Top of Task material

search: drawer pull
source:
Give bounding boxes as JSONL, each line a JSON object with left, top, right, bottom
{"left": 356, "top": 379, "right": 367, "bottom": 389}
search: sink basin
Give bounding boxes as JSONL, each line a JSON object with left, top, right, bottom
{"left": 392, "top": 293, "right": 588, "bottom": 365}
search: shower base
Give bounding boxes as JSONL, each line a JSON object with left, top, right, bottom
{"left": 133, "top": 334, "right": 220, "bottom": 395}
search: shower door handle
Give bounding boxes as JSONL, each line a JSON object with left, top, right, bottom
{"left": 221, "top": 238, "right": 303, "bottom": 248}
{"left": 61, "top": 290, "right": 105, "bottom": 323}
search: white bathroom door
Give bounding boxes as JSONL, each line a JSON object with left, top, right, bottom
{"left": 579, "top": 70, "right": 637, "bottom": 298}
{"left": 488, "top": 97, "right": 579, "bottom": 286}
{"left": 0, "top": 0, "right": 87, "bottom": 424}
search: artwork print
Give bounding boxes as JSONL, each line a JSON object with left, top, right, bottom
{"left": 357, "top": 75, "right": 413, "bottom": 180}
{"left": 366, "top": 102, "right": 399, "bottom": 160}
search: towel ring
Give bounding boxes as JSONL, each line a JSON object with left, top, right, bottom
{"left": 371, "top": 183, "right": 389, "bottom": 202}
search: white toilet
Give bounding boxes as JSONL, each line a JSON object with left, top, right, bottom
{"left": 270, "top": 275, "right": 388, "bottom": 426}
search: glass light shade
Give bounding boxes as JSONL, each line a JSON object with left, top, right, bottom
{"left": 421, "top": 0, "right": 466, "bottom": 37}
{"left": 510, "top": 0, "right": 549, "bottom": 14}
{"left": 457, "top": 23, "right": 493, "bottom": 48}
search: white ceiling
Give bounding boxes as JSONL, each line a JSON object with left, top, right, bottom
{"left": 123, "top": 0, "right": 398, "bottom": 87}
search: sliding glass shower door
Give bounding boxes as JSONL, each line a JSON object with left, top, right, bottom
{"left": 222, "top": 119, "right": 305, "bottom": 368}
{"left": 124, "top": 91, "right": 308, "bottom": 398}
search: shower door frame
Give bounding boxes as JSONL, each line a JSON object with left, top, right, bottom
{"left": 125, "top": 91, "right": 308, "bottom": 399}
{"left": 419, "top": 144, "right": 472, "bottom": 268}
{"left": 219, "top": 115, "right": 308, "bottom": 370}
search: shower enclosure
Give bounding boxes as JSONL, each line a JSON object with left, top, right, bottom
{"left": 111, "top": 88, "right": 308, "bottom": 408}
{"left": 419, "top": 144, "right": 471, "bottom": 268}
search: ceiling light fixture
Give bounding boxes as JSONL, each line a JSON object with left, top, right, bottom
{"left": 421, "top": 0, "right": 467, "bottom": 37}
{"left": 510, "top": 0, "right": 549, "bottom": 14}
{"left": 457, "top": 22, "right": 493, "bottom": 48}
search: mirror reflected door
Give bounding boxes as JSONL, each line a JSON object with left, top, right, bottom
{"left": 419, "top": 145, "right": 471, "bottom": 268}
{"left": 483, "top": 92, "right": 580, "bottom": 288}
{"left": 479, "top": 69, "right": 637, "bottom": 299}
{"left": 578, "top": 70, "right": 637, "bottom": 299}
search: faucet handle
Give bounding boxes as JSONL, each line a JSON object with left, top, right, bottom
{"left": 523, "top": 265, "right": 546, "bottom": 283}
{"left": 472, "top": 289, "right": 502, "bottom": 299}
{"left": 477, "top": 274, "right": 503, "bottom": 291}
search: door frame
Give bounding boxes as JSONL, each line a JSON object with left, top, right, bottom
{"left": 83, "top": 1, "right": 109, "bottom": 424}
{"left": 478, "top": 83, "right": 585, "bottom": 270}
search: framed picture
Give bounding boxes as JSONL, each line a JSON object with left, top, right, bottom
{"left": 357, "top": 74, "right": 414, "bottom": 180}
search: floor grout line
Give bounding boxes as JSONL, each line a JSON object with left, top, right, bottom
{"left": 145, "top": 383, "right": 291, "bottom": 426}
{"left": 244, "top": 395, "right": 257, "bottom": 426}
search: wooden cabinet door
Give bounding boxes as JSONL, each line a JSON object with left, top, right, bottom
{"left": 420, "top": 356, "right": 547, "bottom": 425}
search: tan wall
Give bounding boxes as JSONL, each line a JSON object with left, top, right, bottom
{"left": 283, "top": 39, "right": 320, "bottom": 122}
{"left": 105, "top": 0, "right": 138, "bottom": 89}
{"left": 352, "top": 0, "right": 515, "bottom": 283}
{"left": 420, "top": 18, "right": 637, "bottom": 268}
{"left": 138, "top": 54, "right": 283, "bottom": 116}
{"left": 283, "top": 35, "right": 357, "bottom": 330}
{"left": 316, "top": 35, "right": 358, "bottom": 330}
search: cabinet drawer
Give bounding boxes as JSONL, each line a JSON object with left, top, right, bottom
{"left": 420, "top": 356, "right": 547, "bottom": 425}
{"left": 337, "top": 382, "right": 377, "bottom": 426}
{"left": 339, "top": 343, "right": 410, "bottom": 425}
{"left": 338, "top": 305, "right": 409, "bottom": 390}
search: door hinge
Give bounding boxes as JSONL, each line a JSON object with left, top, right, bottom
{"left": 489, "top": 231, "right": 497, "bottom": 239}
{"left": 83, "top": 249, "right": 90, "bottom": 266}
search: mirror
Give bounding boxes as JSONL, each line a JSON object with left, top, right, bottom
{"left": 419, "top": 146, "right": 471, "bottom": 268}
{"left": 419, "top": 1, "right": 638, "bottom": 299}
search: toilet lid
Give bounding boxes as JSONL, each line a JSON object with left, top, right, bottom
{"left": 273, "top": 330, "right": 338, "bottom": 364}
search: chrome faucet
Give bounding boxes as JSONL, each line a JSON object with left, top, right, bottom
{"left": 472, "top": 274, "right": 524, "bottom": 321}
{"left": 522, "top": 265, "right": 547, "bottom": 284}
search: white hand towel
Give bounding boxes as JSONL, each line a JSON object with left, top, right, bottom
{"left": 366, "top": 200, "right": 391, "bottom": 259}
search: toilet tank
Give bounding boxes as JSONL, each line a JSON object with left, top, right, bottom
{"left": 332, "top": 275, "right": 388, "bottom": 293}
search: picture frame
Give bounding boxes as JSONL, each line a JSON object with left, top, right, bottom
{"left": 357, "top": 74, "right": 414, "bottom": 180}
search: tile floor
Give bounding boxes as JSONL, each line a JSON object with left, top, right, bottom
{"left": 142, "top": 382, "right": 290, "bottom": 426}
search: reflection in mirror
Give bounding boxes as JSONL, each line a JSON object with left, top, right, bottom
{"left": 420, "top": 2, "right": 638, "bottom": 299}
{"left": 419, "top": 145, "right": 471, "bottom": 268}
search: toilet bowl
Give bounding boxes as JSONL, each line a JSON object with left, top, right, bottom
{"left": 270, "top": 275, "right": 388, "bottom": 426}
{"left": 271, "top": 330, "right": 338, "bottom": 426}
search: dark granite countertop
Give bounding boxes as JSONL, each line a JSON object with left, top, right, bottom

Bottom of Task material

Once you have read the records, repeat them all exactly.

search: drawer pull
source:
Give bounding boxes as JSONL, each line a JSON object with left, top, right, bottom
{"left": 356, "top": 379, "right": 367, "bottom": 389}
search: sink basin
Give bounding boxes as JSONL, each line a JSON object with left, top, right, bottom
{"left": 392, "top": 293, "right": 588, "bottom": 365}
search: shower base
Give bounding boxes as JSONL, each line a JSON object with left, top, right, bottom
{"left": 133, "top": 334, "right": 220, "bottom": 395}
search: shower door handle
Give bounding boxes as JSONL, each line a JSON object with left, top, right, bottom
{"left": 221, "top": 238, "right": 303, "bottom": 248}
{"left": 61, "top": 290, "right": 105, "bottom": 323}
search: white bathroom door
Give bounding boxes as JSONL, each line a JSON object with left, top, right, bottom
{"left": 579, "top": 70, "right": 637, "bottom": 298}
{"left": 488, "top": 97, "right": 579, "bottom": 286}
{"left": 0, "top": 0, "right": 87, "bottom": 424}
search: artwork print
Give bounding boxes as JSONL, each line a JSON object with left, top, right, bottom
{"left": 357, "top": 75, "right": 413, "bottom": 180}
{"left": 366, "top": 102, "right": 399, "bottom": 160}
search: towel ring
Give bounding boxes as JSONL, each line a JSON object with left, top, right, bottom
{"left": 371, "top": 183, "right": 389, "bottom": 202}
search: white toilet
Give bounding boxes as JSONL, each line a JSON object with left, top, right, bottom
{"left": 270, "top": 275, "right": 388, "bottom": 426}
search: glass light shade
Give bounding boxes as JSONL, each line a JSON object with left, top, right, bottom
{"left": 421, "top": 0, "right": 466, "bottom": 37}
{"left": 510, "top": 0, "right": 549, "bottom": 14}
{"left": 457, "top": 23, "right": 493, "bottom": 48}
search: white ceiling
Give bounding boxes as JSONL, each line a JSON object with left, top, right, bottom
{"left": 123, "top": 0, "right": 398, "bottom": 87}
search: sliding glass shower door
Give bounding boxes as JSONL, each line a JSON object with left, top, right, bottom
{"left": 222, "top": 119, "right": 305, "bottom": 368}
{"left": 124, "top": 91, "right": 308, "bottom": 398}
search: shower door frame
Give bounding boxes as JSONL, each line a JSON object with left, top, right, bottom
{"left": 125, "top": 91, "right": 308, "bottom": 399}
{"left": 419, "top": 144, "right": 472, "bottom": 268}
{"left": 219, "top": 115, "right": 308, "bottom": 370}
search: shower enclosure
Give bounding boxes as JSONL, each line a JSON object with left, top, right, bottom
{"left": 111, "top": 88, "right": 308, "bottom": 408}
{"left": 419, "top": 144, "right": 471, "bottom": 268}
search: ceiling light fixture
Give bounding boxes as JSONL, each line a JSON object with left, top, right, bottom
{"left": 421, "top": 0, "right": 467, "bottom": 37}
{"left": 510, "top": 0, "right": 549, "bottom": 14}
{"left": 457, "top": 22, "right": 493, "bottom": 48}
search: mirror reflected door
Give bounding boxes as JSONL, each line a JSON object with left, top, right, bottom
{"left": 419, "top": 145, "right": 471, "bottom": 268}
{"left": 483, "top": 92, "right": 580, "bottom": 288}
{"left": 479, "top": 69, "right": 637, "bottom": 299}
{"left": 578, "top": 70, "right": 637, "bottom": 299}
search: faucet handle
Give bounding boxes as JSONL, each line a JSON object with left, top, right, bottom
{"left": 523, "top": 265, "right": 546, "bottom": 283}
{"left": 472, "top": 289, "right": 502, "bottom": 299}
{"left": 477, "top": 274, "right": 503, "bottom": 291}
search: door frame
Give bounding boxes as JSONL, each line a JSON object with left, top, right, bottom
{"left": 83, "top": 1, "right": 109, "bottom": 424}
{"left": 478, "top": 83, "right": 585, "bottom": 270}
search: framed picture
Give bounding boxes as JSONL, each line a JSON object with left, top, right, bottom
{"left": 357, "top": 74, "right": 414, "bottom": 180}
search: floor grout line
Give bounding boxes as JSONL, each line a JSON object with left, top, right, bottom
{"left": 145, "top": 383, "right": 291, "bottom": 426}
{"left": 244, "top": 395, "right": 257, "bottom": 426}
search: wooden cabinet door
Give bounding boxes as JSONL, each line a JSON object with left, top, right, bottom
{"left": 420, "top": 356, "right": 547, "bottom": 425}
search: tan wall
Give bounding boxes as JSONL, each line a JSON object with left, top, right, bottom
{"left": 283, "top": 39, "right": 320, "bottom": 122}
{"left": 105, "top": 0, "right": 138, "bottom": 89}
{"left": 352, "top": 0, "right": 515, "bottom": 283}
{"left": 420, "top": 18, "right": 637, "bottom": 268}
{"left": 138, "top": 54, "right": 283, "bottom": 116}
{"left": 283, "top": 35, "right": 357, "bottom": 330}
{"left": 316, "top": 35, "right": 358, "bottom": 330}
search: cabinet drawer
Give bounding boxes as JSONL, each line a JSON object with left, top, right, bottom
{"left": 420, "top": 356, "right": 547, "bottom": 425}
{"left": 337, "top": 382, "right": 377, "bottom": 426}
{"left": 339, "top": 343, "right": 410, "bottom": 425}
{"left": 338, "top": 305, "right": 409, "bottom": 390}
search: door hinge
Give bounding boxes as JSONL, each line a JSON object with left, top, right, bottom
{"left": 489, "top": 231, "right": 497, "bottom": 239}
{"left": 83, "top": 249, "right": 90, "bottom": 266}
search: mirror
Give bounding boxes as JSONL, each line a JSON object with left, top, right, bottom
{"left": 419, "top": 146, "right": 471, "bottom": 268}
{"left": 419, "top": 1, "right": 638, "bottom": 299}
search: toilet lid
Give bounding boxes as JSONL, each line a JSON object with left, top, right, bottom
{"left": 273, "top": 330, "right": 338, "bottom": 364}
search: chrome faucet
Give bounding boxes as JSONL, each line a JSON object with left, top, right, bottom
{"left": 472, "top": 274, "right": 524, "bottom": 321}
{"left": 522, "top": 265, "right": 547, "bottom": 284}
search: white hand towel
Give bounding boxes as JSONL, each line a JSON object with left, top, right, bottom
{"left": 366, "top": 200, "right": 391, "bottom": 259}
search: toilet tank
Give bounding boxes as JSONL, each line a JSON object with left, top, right, bottom
{"left": 332, "top": 275, "right": 388, "bottom": 293}
search: picture frame
Give bounding boxes as JSONL, each line a JSON object with left, top, right, bottom
{"left": 357, "top": 74, "right": 414, "bottom": 180}
search: tile floor
Give bounding boxes as JSONL, each line a JSON object with left, top, right, bottom
{"left": 142, "top": 382, "right": 290, "bottom": 426}
search: reflection in mirror
Give bounding boxes as JSONL, each line a JSON object with left, top, right, bottom
{"left": 420, "top": 2, "right": 638, "bottom": 299}
{"left": 419, "top": 145, "right": 471, "bottom": 268}
search: toilet bowl
Give bounding boxes as JSONL, each line a JSON object with left, top, right, bottom
{"left": 270, "top": 275, "right": 388, "bottom": 426}
{"left": 271, "top": 330, "right": 338, "bottom": 426}
search: dark granite countertop
Give bounding boxes as JSONL, each line a JSON object with left, top, right, bottom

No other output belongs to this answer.